* [TEXTO DO ACÓRDÃO]
%%

Acórdão nº 440/07.4TVPRT.S1 de Supremo Tribunal de Justiça (Portugal), 09 de Março de 2010

Magistrado ResponsávelSALAZAR CASANOVA
Data da Resolução09 de Março de 2010
EmissorSupremo Tribunal de Justiça (Portugal)

S Privacidade: 1 Meio Processual: REVISTA Decisão: NEGADAS AS REVISTAS Sumário : I - A demolição de imóvel arrendado, ainda que por causa imputável ao proprietário/locador, não deixa de implicar a extinção do arrendamento por perda total da coisa locada, dada a impossibilidade de prestação de gozo da coisa (arts. 790.º, n.º 1, 1031.º, al. b), e 1051.º, al. e), do CC).

II - No entanto, porque o vínculo obrigacional se mantém, face à impossibilidade de prestação que se traduz na obrigação de o locador proporcionar o gozo da coisa para os fins a que se destina (art. 1031.º, al. b), do CC), o direito e o dever de prestar são substituídos pelo dever de indemnizar.

III - O ex-locatário não pode exigir a prestação de gozo da coisa correspondente à obrigação do locador no contrato sinalagmático de arrendamento que se extinguiu por perda da coisa locada; pode pedir ao proprietário indemnização correspondente aos prejuízos sofridos com base em danos emergentes e lucros cessantes, estes últimos até que lhe seja, em sede de indemnização específica (art. 562.º do CC), proporcionado alojamento em condições equivalentes às que detinha, tratando-se aqui do ressarcimento do interesse de cumprimento ou interesse positivo.

Decisão Texto Integral: Acordam no Supremo Tribunal de Justiça: 1.

AA e BB demandaram no dia 13-3-2007 CC - Arquitectura e Design Lda. e o Município do Porto formulando os seguintes pedidos:

  1. Que seja declarado o direito dos AA ao arrendamento da fracção onde se encontrava instalado o estabelecimento comercial identificado nos autos.

  2. Que seja a ré sociedade condenada a reconhecer tal direito.

  3. Que seja a primeira ré condenada a realojar os AA em condições análogas às que detinham durante o período de reconstrução do prédio em que se encontrava instalado o seu estabelecimento.

  4. Que seja a ré sociedade condenada a realojar definitivamente os AA, em condições análogas às que aqueles detinham, designadamente quanto à área, localização e montante da renda do prédio que está a ser construído pela ré sociedade.

%%

* [O QUE SE PEDE]
**a.** Indique todos os artigos do CC que o sumário do acórdão cita, cada um com o número ou a alínea que o acompanha.
**b.** Transcreva do acórdão o trecho que vai de "Decisão Texto Integral: Acordam" até "identificado nos autos.".

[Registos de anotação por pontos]
%%

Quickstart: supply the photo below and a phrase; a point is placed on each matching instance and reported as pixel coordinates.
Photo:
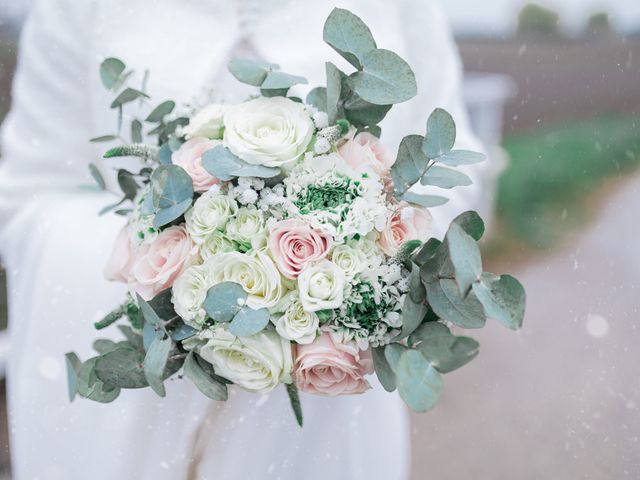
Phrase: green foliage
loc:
(204, 379)
(348, 35)
(419, 383)
(223, 164)
(224, 301)
(171, 193)
(294, 398)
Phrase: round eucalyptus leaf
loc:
(385, 78)
(248, 321)
(348, 35)
(419, 384)
(224, 301)
(503, 298)
(441, 134)
(445, 178)
(465, 257)
(206, 383)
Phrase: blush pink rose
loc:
(327, 368)
(366, 150)
(160, 263)
(118, 267)
(406, 223)
(189, 157)
(293, 243)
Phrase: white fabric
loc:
(54, 245)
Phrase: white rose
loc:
(351, 260)
(208, 214)
(248, 228)
(294, 323)
(255, 272)
(321, 286)
(268, 131)
(216, 242)
(257, 363)
(188, 294)
(206, 123)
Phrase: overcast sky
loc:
(499, 15)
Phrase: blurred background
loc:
(553, 91)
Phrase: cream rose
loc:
(188, 294)
(256, 273)
(189, 157)
(321, 286)
(328, 368)
(406, 223)
(216, 242)
(247, 228)
(257, 363)
(206, 123)
(294, 323)
(208, 214)
(268, 131)
(351, 260)
(161, 262)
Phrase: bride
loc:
(54, 244)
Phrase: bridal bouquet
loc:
(278, 241)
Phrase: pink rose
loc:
(293, 243)
(327, 368)
(366, 150)
(189, 157)
(118, 267)
(406, 223)
(160, 263)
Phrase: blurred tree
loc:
(599, 24)
(534, 19)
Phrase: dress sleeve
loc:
(434, 57)
(44, 138)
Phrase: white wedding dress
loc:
(54, 245)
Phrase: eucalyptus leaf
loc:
(503, 299)
(426, 201)
(445, 178)
(248, 321)
(461, 157)
(136, 131)
(448, 303)
(224, 165)
(471, 223)
(294, 398)
(465, 257)
(318, 98)
(348, 35)
(419, 384)
(172, 193)
(383, 369)
(385, 78)
(224, 301)
(161, 111)
(445, 351)
(333, 92)
(206, 383)
(441, 134)
(155, 362)
(126, 96)
(110, 70)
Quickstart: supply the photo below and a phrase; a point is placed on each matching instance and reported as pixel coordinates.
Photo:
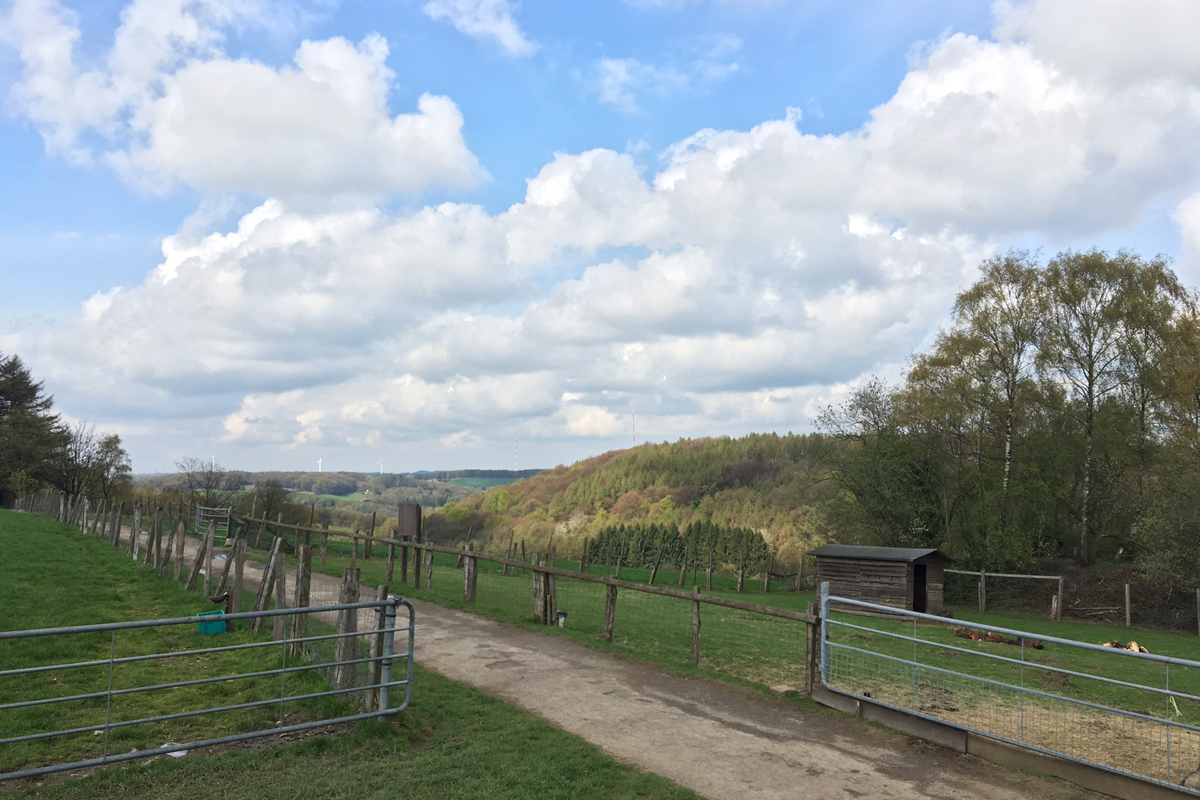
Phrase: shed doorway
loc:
(918, 588)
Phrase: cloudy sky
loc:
(418, 230)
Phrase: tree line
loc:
(699, 547)
(1056, 416)
(39, 450)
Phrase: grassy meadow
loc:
(451, 743)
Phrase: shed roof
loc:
(880, 553)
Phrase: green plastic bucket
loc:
(214, 627)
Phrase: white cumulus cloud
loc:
(492, 19)
(168, 107)
(751, 276)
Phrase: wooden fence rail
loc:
(982, 588)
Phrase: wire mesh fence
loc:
(87, 696)
(1120, 710)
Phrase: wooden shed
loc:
(901, 577)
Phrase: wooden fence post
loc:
(168, 551)
(408, 521)
(239, 555)
(300, 600)
(157, 539)
(100, 512)
(371, 697)
(539, 591)
(366, 543)
(198, 564)
(551, 593)
(180, 536)
(225, 572)
(210, 537)
(347, 623)
(391, 558)
(610, 611)
(135, 533)
(114, 523)
(264, 588)
(403, 560)
(469, 575)
(279, 630)
(811, 635)
(508, 553)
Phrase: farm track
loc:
(724, 741)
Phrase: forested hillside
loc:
(767, 482)
(1056, 417)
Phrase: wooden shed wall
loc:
(888, 583)
(935, 587)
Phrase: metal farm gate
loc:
(275, 692)
(219, 517)
(1129, 713)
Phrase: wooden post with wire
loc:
(610, 611)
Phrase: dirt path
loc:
(723, 741)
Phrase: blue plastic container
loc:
(214, 627)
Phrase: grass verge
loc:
(451, 743)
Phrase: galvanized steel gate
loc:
(29, 681)
(1147, 728)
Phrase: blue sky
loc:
(413, 230)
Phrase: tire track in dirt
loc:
(723, 741)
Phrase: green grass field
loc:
(451, 743)
(55, 576)
(481, 482)
(768, 651)
(733, 644)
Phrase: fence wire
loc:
(1039, 698)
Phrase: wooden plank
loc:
(180, 536)
(371, 697)
(408, 523)
(225, 572)
(210, 537)
(347, 623)
(279, 624)
(265, 587)
(469, 575)
(610, 611)
(198, 564)
(300, 599)
(639, 587)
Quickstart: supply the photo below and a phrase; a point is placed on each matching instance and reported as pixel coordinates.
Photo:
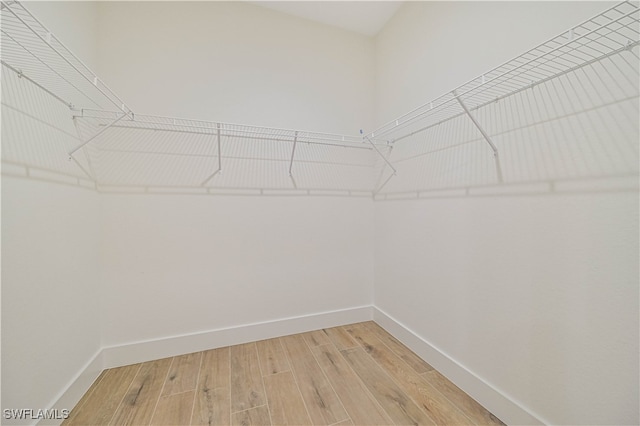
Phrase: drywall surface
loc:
(50, 274)
(536, 294)
(237, 62)
(181, 264)
(429, 48)
(50, 233)
(73, 23)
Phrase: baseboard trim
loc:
(116, 356)
(505, 408)
(495, 401)
(69, 397)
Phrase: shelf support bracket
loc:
(484, 135)
(293, 152)
(204, 182)
(381, 155)
(104, 129)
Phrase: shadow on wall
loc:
(170, 155)
(577, 132)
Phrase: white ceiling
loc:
(364, 17)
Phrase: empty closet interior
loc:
(182, 176)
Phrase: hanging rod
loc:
(610, 32)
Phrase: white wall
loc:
(182, 264)
(431, 47)
(50, 236)
(237, 62)
(537, 295)
(50, 274)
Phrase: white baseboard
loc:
(503, 407)
(495, 401)
(69, 397)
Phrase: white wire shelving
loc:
(569, 104)
(533, 98)
(34, 53)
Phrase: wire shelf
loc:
(604, 35)
(566, 109)
(34, 53)
(145, 150)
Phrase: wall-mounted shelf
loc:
(565, 109)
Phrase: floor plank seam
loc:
(125, 394)
(195, 393)
(295, 379)
(380, 380)
(264, 388)
(155, 407)
(366, 388)
(250, 408)
(454, 406)
(357, 377)
(327, 379)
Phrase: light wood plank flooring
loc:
(352, 375)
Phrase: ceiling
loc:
(363, 17)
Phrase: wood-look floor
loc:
(351, 375)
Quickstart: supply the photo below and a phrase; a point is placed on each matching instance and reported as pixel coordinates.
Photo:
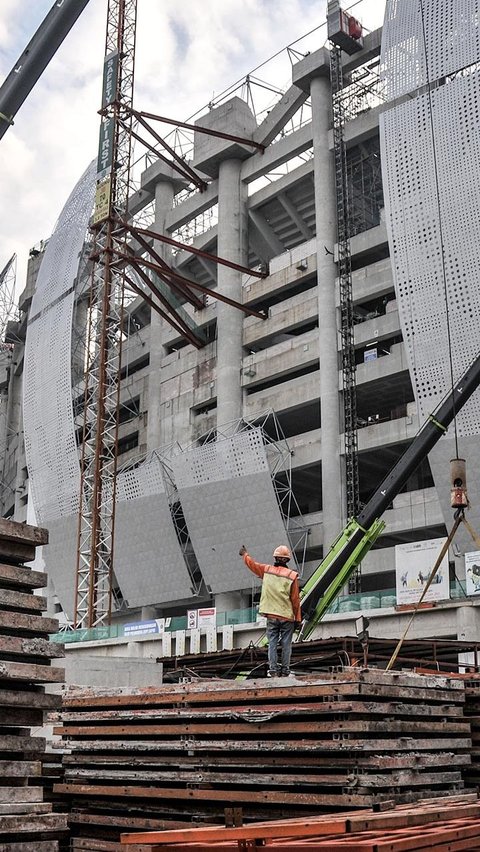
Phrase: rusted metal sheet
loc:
(30, 672)
(10, 531)
(23, 622)
(30, 647)
(17, 575)
(27, 696)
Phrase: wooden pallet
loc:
(276, 747)
(27, 821)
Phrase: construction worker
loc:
(280, 603)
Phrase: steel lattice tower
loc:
(346, 298)
(93, 597)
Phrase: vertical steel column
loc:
(93, 598)
(352, 486)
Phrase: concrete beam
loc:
(316, 64)
(283, 150)
(280, 185)
(198, 203)
(282, 112)
(266, 232)
(295, 215)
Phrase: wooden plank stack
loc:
(274, 748)
(472, 712)
(439, 824)
(27, 823)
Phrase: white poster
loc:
(413, 565)
(472, 572)
(191, 619)
(207, 617)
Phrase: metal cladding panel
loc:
(424, 40)
(148, 561)
(228, 499)
(416, 229)
(50, 445)
(439, 129)
(60, 556)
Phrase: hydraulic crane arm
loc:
(35, 58)
(360, 533)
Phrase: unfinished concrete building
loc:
(272, 208)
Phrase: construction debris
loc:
(26, 820)
(274, 748)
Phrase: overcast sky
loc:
(187, 54)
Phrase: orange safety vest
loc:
(276, 585)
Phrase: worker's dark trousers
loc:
(279, 633)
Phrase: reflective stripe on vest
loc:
(276, 586)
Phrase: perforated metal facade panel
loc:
(50, 445)
(427, 40)
(445, 124)
(228, 499)
(61, 560)
(149, 564)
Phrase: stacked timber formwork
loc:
(435, 825)
(27, 823)
(274, 748)
(472, 712)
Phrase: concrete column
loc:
(468, 623)
(325, 213)
(164, 192)
(232, 245)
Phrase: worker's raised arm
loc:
(257, 568)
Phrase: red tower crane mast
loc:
(93, 598)
(113, 259)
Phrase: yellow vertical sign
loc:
(102, 200)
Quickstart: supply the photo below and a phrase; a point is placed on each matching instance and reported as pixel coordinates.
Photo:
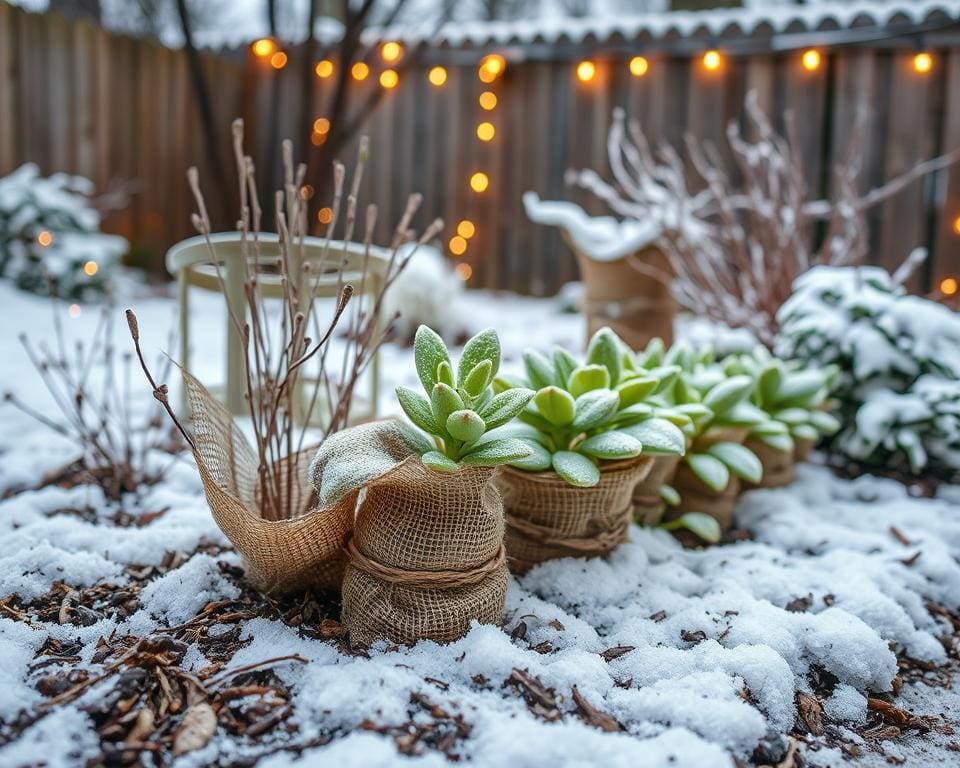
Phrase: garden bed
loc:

%%

* [CONJUNTO DE RESPOSTAS]
**a.**
- Art. 790.º, n.º 1
- Art. 1031.º, al. b)
- Art. 1051.º, al. e)
- Art. 562.º

**b.**
Decisão Texto Integral: Acordam no Supremo Tribunal de Justiça: 1.

AA e BB demandaram no dia 13-3-2007 CC - Arquitectura e Design Lda. e o Município do Porto formulando os seguintes pedidos:

  1. Que seja declarado o direito dos AA ao arrendamento da fracção onde se encontrava instalado o estabelecimento comercial identificado nos autos.